WHAT THIS TASK INVOLVES » Return all of the entries exactly, but do not include the pictures.

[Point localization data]
:::::
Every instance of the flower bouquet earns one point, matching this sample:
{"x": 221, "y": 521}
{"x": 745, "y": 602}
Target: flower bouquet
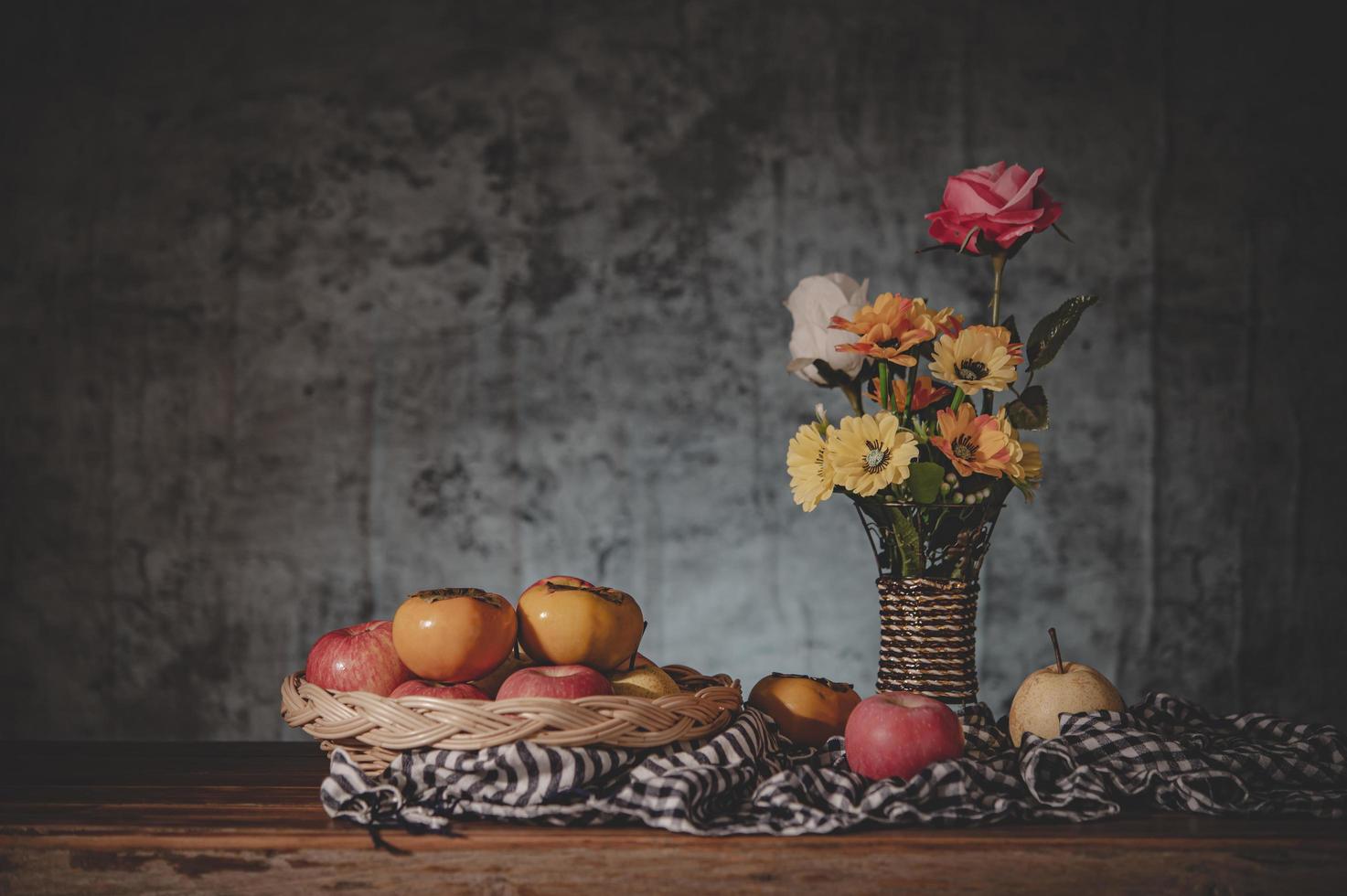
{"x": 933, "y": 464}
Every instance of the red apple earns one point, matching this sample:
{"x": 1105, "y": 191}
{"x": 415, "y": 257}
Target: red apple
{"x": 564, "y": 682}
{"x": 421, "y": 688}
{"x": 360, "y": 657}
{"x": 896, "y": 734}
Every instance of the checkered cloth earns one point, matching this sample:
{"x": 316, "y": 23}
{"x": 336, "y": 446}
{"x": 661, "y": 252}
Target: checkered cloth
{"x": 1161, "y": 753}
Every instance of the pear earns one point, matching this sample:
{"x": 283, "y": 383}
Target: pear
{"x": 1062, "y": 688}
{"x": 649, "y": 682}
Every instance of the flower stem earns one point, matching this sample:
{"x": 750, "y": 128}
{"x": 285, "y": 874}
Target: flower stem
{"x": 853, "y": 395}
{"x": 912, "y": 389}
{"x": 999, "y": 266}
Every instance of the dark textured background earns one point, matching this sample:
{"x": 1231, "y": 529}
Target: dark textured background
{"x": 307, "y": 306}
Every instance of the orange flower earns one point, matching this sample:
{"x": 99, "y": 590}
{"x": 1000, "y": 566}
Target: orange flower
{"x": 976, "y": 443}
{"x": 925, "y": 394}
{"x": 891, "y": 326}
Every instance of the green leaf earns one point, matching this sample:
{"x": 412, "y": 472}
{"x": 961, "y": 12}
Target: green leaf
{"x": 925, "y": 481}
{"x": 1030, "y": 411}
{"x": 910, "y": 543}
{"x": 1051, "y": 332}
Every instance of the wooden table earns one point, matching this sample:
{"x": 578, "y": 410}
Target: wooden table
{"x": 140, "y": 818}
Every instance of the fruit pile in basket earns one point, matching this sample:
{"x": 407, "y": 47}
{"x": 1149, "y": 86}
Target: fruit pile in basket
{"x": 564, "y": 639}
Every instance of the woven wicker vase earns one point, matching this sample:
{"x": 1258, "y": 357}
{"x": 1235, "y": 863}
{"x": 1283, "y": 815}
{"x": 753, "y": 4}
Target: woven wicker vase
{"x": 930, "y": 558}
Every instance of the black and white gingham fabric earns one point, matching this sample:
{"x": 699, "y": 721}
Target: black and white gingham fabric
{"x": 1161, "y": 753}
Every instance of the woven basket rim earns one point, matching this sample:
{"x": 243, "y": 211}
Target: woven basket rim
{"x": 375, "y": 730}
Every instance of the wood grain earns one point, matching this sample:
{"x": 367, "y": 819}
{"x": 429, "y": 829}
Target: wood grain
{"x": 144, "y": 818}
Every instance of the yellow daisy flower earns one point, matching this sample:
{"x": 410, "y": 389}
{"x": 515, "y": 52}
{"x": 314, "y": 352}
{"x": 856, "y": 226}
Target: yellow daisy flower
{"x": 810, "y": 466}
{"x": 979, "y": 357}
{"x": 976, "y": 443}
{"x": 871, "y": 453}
:::::
ANSWER SPACE »
Every instance of the flower bouquet earns one point, matching this sample:
{"x": 221, "y": 521}
{"x": 745, "y": 602}
Target: flower bouquet
{"x": 933, "y": 464}
Every instance of the red apple earns one point, matching this sample:
{"x": 1105, "y": 191}
{"x": 415, "y": 257}
Target: red apple
{"x": 564, "y": 682}
{"x": 421, "y": 688}
{"x": 360, "y": 657}
{"x": 896, "y": 734}
Every instance of the checkered cloth earns one point, matching this sample:
{"x": 316, "y": 23}
{"x": 336, "y": 446}
{"x": 661, "y": 252}
Target: checkered cloth
{"x": 1161, "y": 753}
Every instance of the pear earns one point, matching this sample:
{"x": 283, "y": 383}
Target: pear
{"x": 1062, "y": 688}
{"x": 649, "y": 682}
Every instance of the flower stem earns one point, matching this sample:
{"x": 750, "y": 128}
{"x": 285, "y": 874}
Target: flower stem
{"x": 853, "y": 395}
{"x": 912, "y": 389}
{"x": 999, "y": 266}
Every instance of the dark textured background earns one point, matching this sample:
{"x": 1231, "y": 529}
Target: dark textured background
{"x": 307, "y": 306}
Every instance of the orange flower earns one point, matching this sample:
{"x": 99, "y": 590}
{"x": 1000, "y": 566}
Target: orange flower
{"x": 976, "y": 443}
{"x": 925, "y": 394}
{"x": 891, "y": 326}
Every instance of the green leaf earns one point, matching this sample:
{"x": 412, "y": 472}
{"x": 961, "y": 12}
Target: green leaf
{"x": 925, "y": 481}
{"x": 1030, "y": 411}
{"x": 910, "y": 543}
{"x": 1051, "y": 332}
Every instance of the wooden table earns one point, matching this sample:
{"x": 578, "y": 410}
Target: wooden table
{"x": 140, "y": 818}
Every instance of the fruit pile in basket earns one point, matching this sample:
{"x": 407, "y": 47}
{"x": 1149, "y": 86}
Target: fruit pile in basket
{"x": 564, "y": 639}
Every instance of the woven wicker vase earns one point, matching this sample:
{"x": 1258, "y": 357}
{"x": 1235, "y": 863}
{"x": 1283, "y": 815}
{"x": 753, "y": 4}
Target: woven wicker vase
{"x": 930, "y": 558}
Every instance of the black and white gingham fabric earns one point, matching this sample:
{"x": 699, "y": 721}
Target: black and white gingham fabric
{"x": 1161, "y": 753}
Every instance of the woven basket rim earns one point, matching this sample:
{"x": 243, "y": 211}
Target: woven basket rim
{"x": 375, "y": 730}
Every instance of the wood grain earns one point, matching this sample:
{"x": 367, "y": 819}
{"x": 429, "y": 829}
Target: wood grain
{"x": 144, "y": 818}
Every instance of the yellow daisy flower earns one point, matching this sample:
{"x": 410, "y": 389}
{"x": 515, "y": 52}
{"x": 314, "y": 352}
{"x": 856, "y": 226}
Target: yellow daisy flower
{"x": 810, "y": 466}
{"x": 979, "y": 357}
{"x": 976, "y": 443}
{"x": 871, "y": 453}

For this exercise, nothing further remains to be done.